(Tarea):
¿Puedes convertir todo el listado siguiente en una tabla Markdown con las columnas «N.º» y «Línea», una fila numerada por cada línea y sin incluir las líneas en blanco?

------------------------------------------------

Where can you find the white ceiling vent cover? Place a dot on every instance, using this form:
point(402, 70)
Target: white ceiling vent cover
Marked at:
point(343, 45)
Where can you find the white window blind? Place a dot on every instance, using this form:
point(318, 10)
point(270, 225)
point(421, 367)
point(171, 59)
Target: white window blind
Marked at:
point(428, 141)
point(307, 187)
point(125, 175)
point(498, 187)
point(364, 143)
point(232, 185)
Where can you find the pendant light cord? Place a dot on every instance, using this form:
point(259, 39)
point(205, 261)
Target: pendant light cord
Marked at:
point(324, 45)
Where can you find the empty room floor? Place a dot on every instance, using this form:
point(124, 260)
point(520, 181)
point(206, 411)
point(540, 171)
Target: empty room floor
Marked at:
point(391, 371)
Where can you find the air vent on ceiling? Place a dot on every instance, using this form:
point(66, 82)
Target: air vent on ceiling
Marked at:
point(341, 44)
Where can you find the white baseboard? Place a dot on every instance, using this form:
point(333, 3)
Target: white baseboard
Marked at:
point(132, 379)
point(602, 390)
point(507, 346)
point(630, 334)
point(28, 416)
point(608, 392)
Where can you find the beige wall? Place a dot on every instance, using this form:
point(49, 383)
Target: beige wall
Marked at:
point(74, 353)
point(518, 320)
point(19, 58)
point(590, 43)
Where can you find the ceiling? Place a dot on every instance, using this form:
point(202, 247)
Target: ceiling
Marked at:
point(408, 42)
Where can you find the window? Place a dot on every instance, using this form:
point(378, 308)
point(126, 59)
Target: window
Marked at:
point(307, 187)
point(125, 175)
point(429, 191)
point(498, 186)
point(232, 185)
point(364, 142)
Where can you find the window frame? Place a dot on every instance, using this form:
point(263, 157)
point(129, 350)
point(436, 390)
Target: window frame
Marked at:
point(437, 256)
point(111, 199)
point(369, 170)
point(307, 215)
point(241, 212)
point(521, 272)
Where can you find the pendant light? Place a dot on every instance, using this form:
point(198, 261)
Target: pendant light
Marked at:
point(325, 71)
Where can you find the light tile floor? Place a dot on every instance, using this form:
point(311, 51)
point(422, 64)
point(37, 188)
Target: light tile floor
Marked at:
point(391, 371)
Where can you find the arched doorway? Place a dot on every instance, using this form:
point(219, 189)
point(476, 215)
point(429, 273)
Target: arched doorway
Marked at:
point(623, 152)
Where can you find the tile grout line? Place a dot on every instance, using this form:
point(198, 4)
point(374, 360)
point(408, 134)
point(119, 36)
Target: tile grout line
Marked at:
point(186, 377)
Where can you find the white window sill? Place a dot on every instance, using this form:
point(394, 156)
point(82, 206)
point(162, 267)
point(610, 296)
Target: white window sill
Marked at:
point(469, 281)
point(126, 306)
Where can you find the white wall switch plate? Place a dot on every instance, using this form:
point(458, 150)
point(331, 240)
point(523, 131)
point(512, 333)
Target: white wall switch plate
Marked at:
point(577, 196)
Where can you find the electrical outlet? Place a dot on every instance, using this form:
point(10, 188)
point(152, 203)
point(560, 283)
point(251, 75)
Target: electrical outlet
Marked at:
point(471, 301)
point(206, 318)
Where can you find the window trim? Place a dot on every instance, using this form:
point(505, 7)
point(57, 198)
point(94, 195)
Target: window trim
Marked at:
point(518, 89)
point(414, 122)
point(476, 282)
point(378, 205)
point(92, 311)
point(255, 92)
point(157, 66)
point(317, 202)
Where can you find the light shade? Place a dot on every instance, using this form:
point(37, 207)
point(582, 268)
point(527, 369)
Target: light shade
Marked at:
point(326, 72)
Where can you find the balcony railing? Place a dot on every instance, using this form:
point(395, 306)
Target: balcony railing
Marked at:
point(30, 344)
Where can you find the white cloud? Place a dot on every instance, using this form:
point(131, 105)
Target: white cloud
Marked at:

------------------------------------------------

(Respuesta completa):
| N.º | Línea |
|---|---|
| 1 | Where can you find the white ceiling vent cover? Place a dot on every instance, using this form: |
| 2 | point(402, 70) |
| 3 | Target: white ceiling vent cover |
| 4 | Marked at: |
| 5 | point(343, 45) |
| 6 | Where can you find the white window blind? Place a dot on every instance, using this form: |
| 7 | point(318, 10) |
| 8 | point(270, 225) |
| 9 | point(421, 367) |
| 10 | point(171, 59) |
| 11 | Target: white window blind |
| 12 | Marked at: |
| 13 | point(428, 141) |
| 14 | point(307, 187) |
| 15 | point(125, 175) |
| 16 | point(498, 187) |
| 17 | point(364, 143) |
| 18 | point(232, 185) |
| 19 | Where can you find the pendant light cord? Place a dot on every instance, using this form: |
| 20 | point(259, 39) |
| 21 | point(205, 261) |
| 22 | Target: pendant light cord |
| 23 | Marked at: |
| 24 | point(324, 45) |
| 25 | Where can you find the empty room floor? Place a dot on every instance, using this form: |
| 26 | point(124, 260) |
| 27 | point(520, 181) |
| 28 | point(206, 411) |
| 29 | point(540, 171) |
| 30 | Target: empty room floor |
| 31 | Marked at: |
| 32 | point(391, 371) |
| 33 | Where can you find the air vent on ceiling? Place a dot on every instance, using this form: |
| 34 | point(66, 82) |
| 35 | Target: air vent on ceiling |
| 36 | Marked at: |
| 37 | point(341, 44) |
| 38 | Where can you find the white baseboard? Place a dot on every instance, using this form: |
| 39 | point(333, 3) |
| 40 | Target: white baseboard |
| 41 | Marked at: |
| 42 | point(132, 379) |
| 43 | point(602, 390) |
| 44 | point(507, 346) |
| 45 | point(630, 334) |
| 46 | point(28, 416) |
| 47 | point(608, 392) |
| 48 | Where can you find the beige wall? Place a dot on every instance, using this form: |
| 49 | point(49, 383) |
| 50 | Target: beige wall |
| 51 | Marked at: |
| 52 | point(74, 353) |
| 53 | point(518, 320) |
| 54 | point(19, 58) |
| 55 | point(590, 43) |
| 56 | Where can you find the ceiling? Place a dot on every instance, using this form: |
| 57 | point(202, 247) |
| 58 | Target: ceiling |
| 59 | Marked at: |
| 60 | point(408, 42) |
| 61 | Where can you find the window? Place a dot on every instance, using this form: |
| 62 | point(378, 308) |
| 63 | point(126, 59) |
| 64 | Target: window |
| 65 | Marked at: |
| 66 | point(307, 187) |
| 67 | point(125, 175) |
| 68 | point(429, 191) |
| 69 | point(498, 186) |
| 70 | point(232, 185) |
| 71 | point(364, 142) |
| 72 | Where can you find the window frame? Place a dot on every instance, using this form: |
| 73 | point(263, 157) |
| 74 | point(129, 350) |
| 75 | point(436, 390) |
| 76 | Target: window frame |
| 77 | Marked at: |
| 78 | point(437, 256) |
| 79 | point(111, 199) |
| 80 | point(369, 170) |
| 81 | point(307, 215) |
| 82 | point(241, 212) |
| 83 | point(521, 272) |
| 84 | Where can you find the pendant light? Place a dot on every instance, using this form: |
| 85 | point(198, 261) |
| 86 | Target: pendant light |
| 87 | Marked at: |
| 88 | point(325, 71) |
| 89 | Where can you find the light tile floor? Place a dot on every instance, using this form: |
| 90 | point(311, 51) |
| 91 | point(422, 64) |
| 92 | point(37, 188) |
| 93 | Target: light tile floor |
| 94 | Marked at: |
| 95 | point(391, 371) |
| 96 | Where can you find the arched doorway? Place a dot on every instance, using this form: |
| 97 | point(219, 189) |
| 98 | point(476, 215) |
| 99 | point(429, 273) |
| 100 | Target: arched doorway |
| 101 | Marked at: |
| 102 | point(623, 152) |
| 103 | Where can you find the tile grout line? Place a dot on every instance, using this form: |
| 104 | point(198, 4) |
| 105 | point(374, 360) |
| 106 | point(408, 134) |
| 107 | point(119, 36) |
| 108 | Target: tile grout line |
| 109 | Marked at: |
| 110 | point(186, 377) |
| 111 | Where can you find the white window sill? Place a dot on every instance, using this form: |
| 112 | point(394, 156) |
| 113 | point(82, 206) |
| 114 | point(162, 267) |
| 115 | point(610, 296) |
| 116 | Target: white window sill |
| 117 | Marked at: |
| 118 | point(469, 281) |
| 119 | point(126, 306) |
| 120 | Where can you find the white wall switch plate? Place a dot on every instance, using this form: |
| 121 | point(458, 150) |
| 122 | point(331, 240) |
| 123 | point(523, 131) |
| 124 | point(512, 333) |
| 125 | Target: white wall switch plate |
| 126 | Marked at: |
| 127 | point(577, 196) |
| 128 | Where can you find the electrical outlet? Place a dot on every instance, using this form: |
| 129 | point(10, 188) |
| 130 | point(152, 203) |
| 131 | point(560, 283) |
| 132 | point(251, 75) |
| 133 | Target: electrical outlet |
| 134 | Marked at: |
| 135 | point(471, 301) |
| 136 | point(206, 318) |
| 137 | Where can you find the window trim? Place a dot on every instance, using this form: |
| 138 | point(505, 7) |
| 139 | point(57, 198) |
| 140 | point(94, 195) |
| 141 | Target: window trim |
| 142 | Marked at: |
| 143 | point(518, 89) |
| 144 | point(414, 122) |
| 145 | point(476, 282) |
| 146 | point(378, 205) |
| 147 | point(92, 311) |
| 148 | point(255, 92) |
| 149 | point(157, 66) |
| 150 | point(317, 202) |
| 151 | Where can you find the light shade? Place a dot on every instance, using this form: |
| 152 | point(37, 207) |
| 153 | point(582, 268) |
| 154 | point(527, 369) |
| 155 | Target: light shade |
| 156 | Marked at: |
| 157 | point(326, 72) |
| 158 | Where can you find the balcony railing? Place a dot on every instance, using this form: |
| 159 | point(395, 306) |
| 160 | Target: balcony railing |
| 161 | Marked at: |
| 162 | point(30, 344) |
| 163 | Where can you find the white cloud? Place a dot on every instance, using this form: |
| 164 | point(131, 105) |
| 165 | Target: white cloud |
| 166 | Marked at: |